→ **Exercise instructions**
In the records below, find the line containing "[locate] the white shimenawa", then extract that line and all subsequent lines exactly, leaving out everything else.

→ **Supplied entries**
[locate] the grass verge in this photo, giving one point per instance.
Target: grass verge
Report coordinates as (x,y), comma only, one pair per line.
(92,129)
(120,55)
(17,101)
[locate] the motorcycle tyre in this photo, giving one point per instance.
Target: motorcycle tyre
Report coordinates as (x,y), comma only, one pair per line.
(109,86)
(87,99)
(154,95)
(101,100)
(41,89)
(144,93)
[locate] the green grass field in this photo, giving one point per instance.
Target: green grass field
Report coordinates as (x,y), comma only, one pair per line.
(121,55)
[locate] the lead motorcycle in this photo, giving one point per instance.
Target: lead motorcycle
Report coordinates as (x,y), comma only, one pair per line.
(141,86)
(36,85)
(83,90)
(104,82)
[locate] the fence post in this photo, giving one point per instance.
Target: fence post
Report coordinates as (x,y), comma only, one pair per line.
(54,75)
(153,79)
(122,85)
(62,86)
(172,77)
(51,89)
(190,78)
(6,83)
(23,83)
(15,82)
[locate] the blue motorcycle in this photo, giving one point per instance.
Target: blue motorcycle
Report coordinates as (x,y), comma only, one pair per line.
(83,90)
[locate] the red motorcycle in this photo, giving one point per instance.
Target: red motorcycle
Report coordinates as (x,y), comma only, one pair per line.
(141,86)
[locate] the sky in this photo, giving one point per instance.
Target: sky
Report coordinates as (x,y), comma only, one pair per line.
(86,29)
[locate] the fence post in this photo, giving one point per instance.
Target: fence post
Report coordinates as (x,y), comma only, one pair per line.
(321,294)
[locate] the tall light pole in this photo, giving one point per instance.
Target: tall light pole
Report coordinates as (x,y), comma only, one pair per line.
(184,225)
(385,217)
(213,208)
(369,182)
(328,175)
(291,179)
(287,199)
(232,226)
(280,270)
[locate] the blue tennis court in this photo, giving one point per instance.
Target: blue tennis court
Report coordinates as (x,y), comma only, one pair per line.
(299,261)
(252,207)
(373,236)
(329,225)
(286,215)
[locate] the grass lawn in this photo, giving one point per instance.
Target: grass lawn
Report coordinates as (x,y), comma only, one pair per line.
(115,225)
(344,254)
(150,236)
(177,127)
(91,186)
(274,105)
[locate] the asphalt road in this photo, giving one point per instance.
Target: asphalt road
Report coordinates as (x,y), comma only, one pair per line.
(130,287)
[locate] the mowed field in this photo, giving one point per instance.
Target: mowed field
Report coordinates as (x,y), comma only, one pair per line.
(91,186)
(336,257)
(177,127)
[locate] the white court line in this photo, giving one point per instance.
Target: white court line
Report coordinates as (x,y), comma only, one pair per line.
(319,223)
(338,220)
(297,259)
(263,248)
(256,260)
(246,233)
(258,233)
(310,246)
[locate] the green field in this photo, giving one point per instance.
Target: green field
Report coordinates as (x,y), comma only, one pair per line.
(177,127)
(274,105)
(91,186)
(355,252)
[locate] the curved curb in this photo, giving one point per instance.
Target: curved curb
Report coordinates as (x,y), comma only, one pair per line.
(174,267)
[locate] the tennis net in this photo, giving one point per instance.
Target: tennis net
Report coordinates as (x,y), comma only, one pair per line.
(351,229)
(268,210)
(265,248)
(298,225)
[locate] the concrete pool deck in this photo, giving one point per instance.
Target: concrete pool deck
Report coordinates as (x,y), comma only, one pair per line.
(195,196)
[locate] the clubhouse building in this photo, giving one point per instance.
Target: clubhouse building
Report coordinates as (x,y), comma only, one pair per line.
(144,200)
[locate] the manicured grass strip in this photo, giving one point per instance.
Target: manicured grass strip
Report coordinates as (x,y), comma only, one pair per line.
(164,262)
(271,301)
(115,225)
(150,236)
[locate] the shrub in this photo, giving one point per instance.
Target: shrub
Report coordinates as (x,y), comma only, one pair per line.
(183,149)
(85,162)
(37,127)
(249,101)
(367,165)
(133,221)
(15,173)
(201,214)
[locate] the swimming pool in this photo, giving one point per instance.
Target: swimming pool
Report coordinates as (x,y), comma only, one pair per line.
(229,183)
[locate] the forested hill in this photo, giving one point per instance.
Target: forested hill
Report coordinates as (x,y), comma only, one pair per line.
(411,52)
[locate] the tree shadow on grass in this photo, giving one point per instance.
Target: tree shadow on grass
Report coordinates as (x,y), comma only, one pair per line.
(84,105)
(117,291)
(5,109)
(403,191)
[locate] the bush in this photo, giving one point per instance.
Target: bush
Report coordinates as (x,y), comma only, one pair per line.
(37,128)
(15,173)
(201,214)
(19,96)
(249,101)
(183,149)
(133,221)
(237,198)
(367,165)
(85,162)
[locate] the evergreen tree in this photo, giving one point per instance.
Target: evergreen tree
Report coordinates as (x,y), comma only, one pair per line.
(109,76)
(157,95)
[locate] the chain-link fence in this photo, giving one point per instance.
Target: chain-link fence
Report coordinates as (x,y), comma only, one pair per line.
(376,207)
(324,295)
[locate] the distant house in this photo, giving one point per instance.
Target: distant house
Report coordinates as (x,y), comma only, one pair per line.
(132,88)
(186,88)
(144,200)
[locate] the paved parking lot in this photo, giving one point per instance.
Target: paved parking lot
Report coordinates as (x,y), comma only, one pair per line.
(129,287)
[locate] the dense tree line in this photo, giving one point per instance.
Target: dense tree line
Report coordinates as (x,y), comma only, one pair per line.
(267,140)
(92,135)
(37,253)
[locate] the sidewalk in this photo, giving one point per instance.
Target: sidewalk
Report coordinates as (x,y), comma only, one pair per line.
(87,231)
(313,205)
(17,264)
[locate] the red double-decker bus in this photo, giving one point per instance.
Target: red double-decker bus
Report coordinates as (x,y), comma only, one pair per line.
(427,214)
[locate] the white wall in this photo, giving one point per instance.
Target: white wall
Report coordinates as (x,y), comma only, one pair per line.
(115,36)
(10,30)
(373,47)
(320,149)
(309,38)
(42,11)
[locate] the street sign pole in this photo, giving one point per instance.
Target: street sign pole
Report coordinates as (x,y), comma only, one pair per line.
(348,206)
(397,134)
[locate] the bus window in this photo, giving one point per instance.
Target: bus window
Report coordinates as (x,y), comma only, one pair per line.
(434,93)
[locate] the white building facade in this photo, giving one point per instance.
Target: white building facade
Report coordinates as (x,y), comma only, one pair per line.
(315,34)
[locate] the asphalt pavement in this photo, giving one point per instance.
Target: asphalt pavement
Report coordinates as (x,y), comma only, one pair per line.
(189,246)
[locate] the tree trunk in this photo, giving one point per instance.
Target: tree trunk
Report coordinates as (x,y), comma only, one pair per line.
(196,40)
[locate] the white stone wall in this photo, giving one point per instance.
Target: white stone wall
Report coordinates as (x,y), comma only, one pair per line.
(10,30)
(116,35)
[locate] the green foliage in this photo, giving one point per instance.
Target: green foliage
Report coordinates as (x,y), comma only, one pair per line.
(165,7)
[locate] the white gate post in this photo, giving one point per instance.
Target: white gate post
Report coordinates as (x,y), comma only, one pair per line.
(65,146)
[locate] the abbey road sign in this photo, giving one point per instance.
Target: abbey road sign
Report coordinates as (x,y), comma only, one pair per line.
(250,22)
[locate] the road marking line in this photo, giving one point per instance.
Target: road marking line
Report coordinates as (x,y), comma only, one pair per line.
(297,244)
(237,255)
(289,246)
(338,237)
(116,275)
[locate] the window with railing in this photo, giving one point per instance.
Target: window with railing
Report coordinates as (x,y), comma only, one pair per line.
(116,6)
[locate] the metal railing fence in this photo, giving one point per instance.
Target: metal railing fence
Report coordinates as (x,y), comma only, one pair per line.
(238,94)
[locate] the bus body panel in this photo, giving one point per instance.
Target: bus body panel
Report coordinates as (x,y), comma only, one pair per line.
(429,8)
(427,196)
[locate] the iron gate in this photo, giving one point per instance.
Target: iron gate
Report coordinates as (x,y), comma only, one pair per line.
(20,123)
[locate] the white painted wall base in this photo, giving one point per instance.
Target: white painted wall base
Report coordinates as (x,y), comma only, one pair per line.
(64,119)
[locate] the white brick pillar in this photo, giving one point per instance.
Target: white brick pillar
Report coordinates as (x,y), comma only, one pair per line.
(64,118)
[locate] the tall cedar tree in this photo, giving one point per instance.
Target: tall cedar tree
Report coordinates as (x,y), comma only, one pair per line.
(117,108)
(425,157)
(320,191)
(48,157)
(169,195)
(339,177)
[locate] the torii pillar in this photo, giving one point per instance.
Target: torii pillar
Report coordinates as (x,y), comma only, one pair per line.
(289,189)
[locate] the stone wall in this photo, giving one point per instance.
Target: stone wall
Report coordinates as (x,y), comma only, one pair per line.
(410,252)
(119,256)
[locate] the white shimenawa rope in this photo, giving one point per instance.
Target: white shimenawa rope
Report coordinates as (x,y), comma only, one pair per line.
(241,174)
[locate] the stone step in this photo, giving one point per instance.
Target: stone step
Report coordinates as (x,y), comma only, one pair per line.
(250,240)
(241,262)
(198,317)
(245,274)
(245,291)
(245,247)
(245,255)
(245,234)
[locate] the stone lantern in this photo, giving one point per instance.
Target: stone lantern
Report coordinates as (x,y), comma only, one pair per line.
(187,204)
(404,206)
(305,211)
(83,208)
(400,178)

→ **Exercise response**
[locate] the white shimenawa rope in this photo, giving one point per instance.
Target: white shimenawa rope
Report coordinates as (x,y), comma only, one pair per line.
(241,174)
[locate] the stone step in this photo, giving one point per instance.
Target: stone step
Report coordinates as (x,y), comma only, one pair per line.
(250,240)
(241,262)
(198,317)
(245,274)
(245,291)
(245,247)
(245,255)
(245,234)
[locate] the stone lantern in this photo, giving one point per instance.
Target: stone lantern
Report coordinates as (x,y), comma only, one pair per line.
(187,204)
(404,206)
(305,211)
(83,208)
(400,178)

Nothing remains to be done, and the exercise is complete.